● Directions:
Reproduce the opening lines of the records exactly, up to and including the line in which "Target: snow on roof" occurs.

.....

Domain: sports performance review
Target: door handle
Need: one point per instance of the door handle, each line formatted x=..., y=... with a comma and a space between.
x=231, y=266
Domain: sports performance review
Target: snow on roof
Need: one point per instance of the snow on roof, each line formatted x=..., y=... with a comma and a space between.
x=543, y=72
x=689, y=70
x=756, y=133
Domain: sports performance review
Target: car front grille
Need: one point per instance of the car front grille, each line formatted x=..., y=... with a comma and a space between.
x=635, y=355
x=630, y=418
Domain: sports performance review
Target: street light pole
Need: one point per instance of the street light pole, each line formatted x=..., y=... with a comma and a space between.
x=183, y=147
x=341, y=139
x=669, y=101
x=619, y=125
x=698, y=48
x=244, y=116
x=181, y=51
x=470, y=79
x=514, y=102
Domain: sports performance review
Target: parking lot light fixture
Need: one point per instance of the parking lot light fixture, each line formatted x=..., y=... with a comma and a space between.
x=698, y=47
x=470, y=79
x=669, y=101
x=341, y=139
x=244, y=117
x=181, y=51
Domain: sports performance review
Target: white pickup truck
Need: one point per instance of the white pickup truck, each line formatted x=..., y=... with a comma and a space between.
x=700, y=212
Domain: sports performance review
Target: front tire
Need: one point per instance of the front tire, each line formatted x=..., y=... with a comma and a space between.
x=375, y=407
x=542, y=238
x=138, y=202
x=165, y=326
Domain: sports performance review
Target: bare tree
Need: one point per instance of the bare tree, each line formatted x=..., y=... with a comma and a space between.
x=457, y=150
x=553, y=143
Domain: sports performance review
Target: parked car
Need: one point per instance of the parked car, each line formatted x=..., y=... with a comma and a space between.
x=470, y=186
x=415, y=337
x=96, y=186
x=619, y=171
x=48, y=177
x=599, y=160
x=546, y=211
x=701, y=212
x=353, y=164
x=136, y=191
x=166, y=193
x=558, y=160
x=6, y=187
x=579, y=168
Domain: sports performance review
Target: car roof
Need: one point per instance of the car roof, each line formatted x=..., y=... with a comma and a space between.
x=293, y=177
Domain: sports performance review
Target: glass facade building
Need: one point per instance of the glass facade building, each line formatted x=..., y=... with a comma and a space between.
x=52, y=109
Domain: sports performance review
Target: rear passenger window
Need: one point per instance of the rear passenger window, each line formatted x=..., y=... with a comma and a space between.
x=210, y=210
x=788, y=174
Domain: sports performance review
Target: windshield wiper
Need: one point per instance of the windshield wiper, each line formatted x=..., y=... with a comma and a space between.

.....

● Response to the task:
Domain: sports performance review
Target: door handle
Need: one point per instance of the door handle, each line formatted x=..., y=... with a comma and a space between.
x=231, y=266
Domain: sports performance review
Target: snow on roof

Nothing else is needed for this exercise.